**Material provided**
<<<<

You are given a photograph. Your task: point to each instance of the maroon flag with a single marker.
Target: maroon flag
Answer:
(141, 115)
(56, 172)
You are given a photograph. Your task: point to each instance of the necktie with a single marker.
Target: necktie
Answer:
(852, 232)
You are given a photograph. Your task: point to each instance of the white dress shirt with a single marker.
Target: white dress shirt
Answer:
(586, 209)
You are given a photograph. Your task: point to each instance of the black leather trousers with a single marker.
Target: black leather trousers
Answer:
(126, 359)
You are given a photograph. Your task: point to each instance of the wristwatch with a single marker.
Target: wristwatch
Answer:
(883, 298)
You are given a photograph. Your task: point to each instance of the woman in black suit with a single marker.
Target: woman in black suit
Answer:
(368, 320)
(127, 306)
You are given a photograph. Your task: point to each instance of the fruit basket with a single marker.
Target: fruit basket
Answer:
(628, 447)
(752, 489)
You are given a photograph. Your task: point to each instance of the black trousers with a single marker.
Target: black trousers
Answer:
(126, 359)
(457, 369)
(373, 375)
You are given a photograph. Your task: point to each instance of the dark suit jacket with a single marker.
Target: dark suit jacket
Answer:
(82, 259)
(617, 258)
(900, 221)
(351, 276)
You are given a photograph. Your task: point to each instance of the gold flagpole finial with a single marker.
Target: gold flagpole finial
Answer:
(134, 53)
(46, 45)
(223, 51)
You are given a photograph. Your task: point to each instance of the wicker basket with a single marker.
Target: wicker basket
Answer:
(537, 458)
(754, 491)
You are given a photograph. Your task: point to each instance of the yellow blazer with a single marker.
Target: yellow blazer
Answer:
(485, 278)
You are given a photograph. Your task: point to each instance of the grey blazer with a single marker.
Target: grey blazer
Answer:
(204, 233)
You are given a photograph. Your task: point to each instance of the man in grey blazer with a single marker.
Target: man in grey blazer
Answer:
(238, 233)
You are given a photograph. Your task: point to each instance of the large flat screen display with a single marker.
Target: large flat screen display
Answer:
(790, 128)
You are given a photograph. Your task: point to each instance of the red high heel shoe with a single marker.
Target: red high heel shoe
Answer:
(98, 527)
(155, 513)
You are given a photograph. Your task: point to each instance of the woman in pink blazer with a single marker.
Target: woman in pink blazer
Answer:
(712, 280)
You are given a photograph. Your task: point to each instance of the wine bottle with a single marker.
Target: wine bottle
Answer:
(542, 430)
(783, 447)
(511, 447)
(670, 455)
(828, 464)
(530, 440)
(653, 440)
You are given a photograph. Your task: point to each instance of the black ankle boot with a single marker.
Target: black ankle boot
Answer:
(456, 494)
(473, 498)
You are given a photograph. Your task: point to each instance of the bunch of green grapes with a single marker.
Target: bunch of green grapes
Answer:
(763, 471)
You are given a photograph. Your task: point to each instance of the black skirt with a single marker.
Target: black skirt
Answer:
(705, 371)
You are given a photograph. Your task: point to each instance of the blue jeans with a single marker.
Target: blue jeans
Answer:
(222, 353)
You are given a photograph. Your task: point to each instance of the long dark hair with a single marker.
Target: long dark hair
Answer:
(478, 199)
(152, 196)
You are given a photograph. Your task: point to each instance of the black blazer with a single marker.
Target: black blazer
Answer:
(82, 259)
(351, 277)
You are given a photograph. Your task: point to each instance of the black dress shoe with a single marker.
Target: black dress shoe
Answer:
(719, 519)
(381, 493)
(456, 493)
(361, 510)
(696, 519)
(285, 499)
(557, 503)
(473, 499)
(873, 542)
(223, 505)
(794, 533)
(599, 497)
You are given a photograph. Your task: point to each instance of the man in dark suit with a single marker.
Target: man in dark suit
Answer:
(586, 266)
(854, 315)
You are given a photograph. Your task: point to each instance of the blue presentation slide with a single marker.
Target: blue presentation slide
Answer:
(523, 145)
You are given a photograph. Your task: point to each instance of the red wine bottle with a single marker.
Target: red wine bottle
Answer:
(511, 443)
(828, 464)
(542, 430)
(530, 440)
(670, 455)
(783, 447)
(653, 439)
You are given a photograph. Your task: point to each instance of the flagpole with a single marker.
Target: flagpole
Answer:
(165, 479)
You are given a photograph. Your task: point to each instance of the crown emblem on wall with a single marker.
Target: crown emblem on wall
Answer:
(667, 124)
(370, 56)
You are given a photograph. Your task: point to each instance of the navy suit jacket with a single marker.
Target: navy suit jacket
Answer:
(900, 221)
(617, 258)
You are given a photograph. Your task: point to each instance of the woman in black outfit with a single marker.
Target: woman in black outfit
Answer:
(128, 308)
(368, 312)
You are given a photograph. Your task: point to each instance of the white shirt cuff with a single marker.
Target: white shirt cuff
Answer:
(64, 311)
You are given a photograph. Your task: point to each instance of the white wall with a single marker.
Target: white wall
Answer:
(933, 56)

>>>>

**Your task**
Rewrite all of the lines above with "single marker" swapped for "single dot", changing nothing else.

**Expected answer**
You are given a photograph. Your task: point to each instance of the maroon flag with a single dot.
Target: maroon flag
Answer:
(141, 115)
(56, 172)
You are given a photograph. Your task: point to each instance of the necktie with a single dot.
Target: necktie
Answer:
(852, 232)
You are given a photograph. Your task: point to each instance of the white dress shirt with a single dot.
Target: white dress shirt
Answer:
(586, 209)
You are given a photograph. Your task: point to each instance of the black leather trousers with a single dot.
Target: black leather trousers
Answer:
(126, 359)
You are given a photograph. Your task: point to each instance of the wristwatch with a single dot.
Target: wristwatch
Answer:
(883, 298)
You are given a photograph. Your task: point to each instance of the woman in black suit with a single dot.
Target: woman in black suit
Answer:
(368, 320)
(127, 306)
You are given a photograph. Your task: point to each instance of the fruit basket with a single dot.
Target: fruit basket
Answer:
(628, 447)
(752, 489)
You are given a photograph. Your task: point to each instance of the black trousers with a single dot.
Target: black trousers
Answer:
(126, 359)
(457, 369)
(373, 375)
You are given a photograph. Your task: point to each instance of the dark suit jacket with a single dot.
Target: dark suit jacket
Answer:
(82, 259)
(617, 258)
(900, 221)
(351, 276)
You are given a photograph. Your task: point to each instance of the gold flagpole finial with a single dot.
Target: gold flagpole finial
Answer:
(134, 53)
(46, 45)
(223, 51)
You are given a photograph. Your task: point to each instance of the wicker basket with a single dot.
Target: wicker basket
Answer:
(537, 458)
(754, 491)
You are given a photograph. Your task: point to each instance of the yellow blazer with a single dot.
Target: yellow blazer
Answer:
(485, 278)
You are given a photograph. Your task: point to each instance of the grey blazer with a single dot.
Target: grey blazer
Answer:
(204, 233)
You are given a photograph. Your task: point to each instance of the man in grey blazer with a single dot.
Target: man in grey blazer
Answer:
(238, 233)
You are given a photograph. Your task: point to each instance of the large flat screen display with a single dot.
Target: large flat screen display
Answer:
(790, 128)
You are given a photograph. Your task: point to each instance of the red high heel shoe with a single dot.
Target: red high heel shoe
Answer:
(98, 527)
(155, 513)
You are given a photograph. Your task: point to each instance of the woman in pink blazer with a single dot.
Target: woman in pink blazer
Answer:
(712, 280)
You are given a photograph. Your task: point to each instance of the wine bottle with a single dot.
Target: wine bottle
Answer:
(542, 430)
(783, 447)
(511, 447)
(670, 455)
(828, 464)
(530, 440)
(653, 440)
You are given a photograph. Your task: point to each instance of the black ankle boot with a single dot.
Target: black ankle boot
Answer:
(456, 494)
(473, 498)
You are given a photograph. Your task: point to each instance of the bunch of green grapes with a single dot.
Target: bunch of green grapes
Answer:
(763, 471)
You are given a photograph. Your task: point to each instance of the black skirt with a single dot.
Target: black skirt
Answer:
(705, 371)
You are given a photograph. Your task: point to each instance of the blue jeans with a single dot.
Target: blue jeans
Answer:
(222, 353)
You are given a photograph. Your task: point to each instance of the long dark hair with a single dot.
Target: long dark hair
Answer:
(478, 199)
(152, 196)
You are given a photograph. Your task: point to each instance of the black blazer with a single dot.
Target: black blazer
Answer:
(82, 259)
(351, 277)
You are given a photograph. Your task: point to each instance of the black dress shoe with a single dot.
Target: black dress shoe
Answer:
(719, 519)
(381, 493)
(456, 493)
(361, 510)
(696, 519)
(285, 499)
(557, 503)
(473, 499)
(873, 542)
(223, 505)
(794, 533)
(599, 497)
You are given a photograph. Your task: point to each instance of the man in dark suit with a single dot.
Target: man in dark suit
Answer:
(586, 266)
(854, 315)
You are given a photograph. Your task: point to each instance of the blue presentation slide with a single dot.
Target: blue presentation slide
Answer:
(523, 145)
You are given a photograph. Your task: point to each instance of the red wine bottle with a single dot.
Target: red wine bottle
Answer:
(511, 443)
(828, 464)
(542, 430)
(530, 440)
(670, 455)
(783, 447)
(653, 439)
You are given a photograph. Your task: point to each instance of the flagpole with a single dot.
Target: flagpole
Answer:
(165, 479)
You are given a photograph. Your task: point to each instance of the crown emblem on wall with a single dot.
Target: crown emblem on wall
Answer:
(667, 124)
(370, 56)
You are given a photograph. Your task: point to each instance of the navy suit jacket with a single dot.
Target: navy suit jacket
Answer:
(900, 221)
(617, 258)
You are given a photograph. Your task: point to each instance of the woman in black outfit with a single dot.
Target: woman in black outfit
Answer:
(128, 308)
(368, 312)
You are given a photograph. Your task: point to each instance of the white shirt cuff with a single dot.
Target: white shirt cuff
Answer:
(64, 311)
You are given a photograph. Your task: point to each instance of the white wall with a single dot.
Target: white wall
Answer:
(933, 56)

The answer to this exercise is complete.